§ Task to carry out
Repeat exactly the lines running from the first line of the data to the line containing "positive clicks: (275, 105)", both ends included, and nothing else; drop the pictures.

§ Dataset
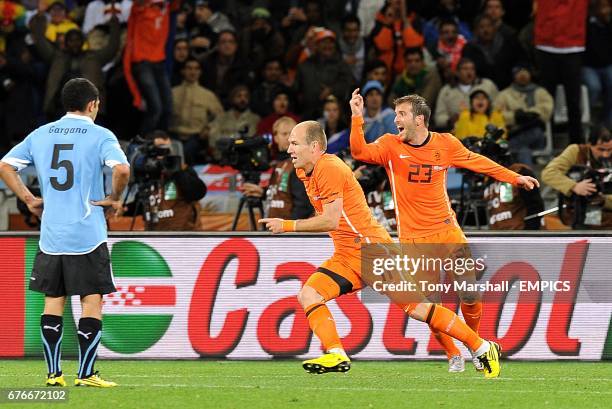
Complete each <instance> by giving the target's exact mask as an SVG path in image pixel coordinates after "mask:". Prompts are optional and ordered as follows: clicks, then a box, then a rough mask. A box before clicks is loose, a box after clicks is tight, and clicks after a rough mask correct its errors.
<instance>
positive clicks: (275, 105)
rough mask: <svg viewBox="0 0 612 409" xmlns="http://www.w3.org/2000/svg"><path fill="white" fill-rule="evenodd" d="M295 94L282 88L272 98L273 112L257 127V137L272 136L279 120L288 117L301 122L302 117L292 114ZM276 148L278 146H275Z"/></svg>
mask: <svg viewBox="0 0 612 409" xmlns="http://www.w3.org/2000/svg"><path fill="white" fill-rule="evenodd" d="M293 106H294V104H293V94H292V92H291V90H289V89H288V88H287V87H283V88H280V89H279V90H278V91H276V93H275V94H274V96H273V97H272V112H271V113H270V114H269V115H268V116H266V117H264V118H262V120H261V121H259V124H258V125H257V135H266V134H270V135H271V134H272V125H274V123H275V122H276V120H277V119H279V118H282V117H284V116H287V117H289V118H292V119H293V120H294V121H296V122H299V121H300V117H299V116H297V115H296V114H294V113H293V112H292V110H293ZM273 146H274V148H276V145H274V144H273Z"/></svg>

§ Problem solution
Complete each <instance> by giving the target's exact mask as an SVG path in image pixel coordinates after "mask:". Prompts are optional and ordered as follows: clicks, then a box, then a rough mask. A box before clicks is loose, a box after clicks is tight, and clicks after a rough mask correct its errors.
<instance>
positive clicks: (275, 105)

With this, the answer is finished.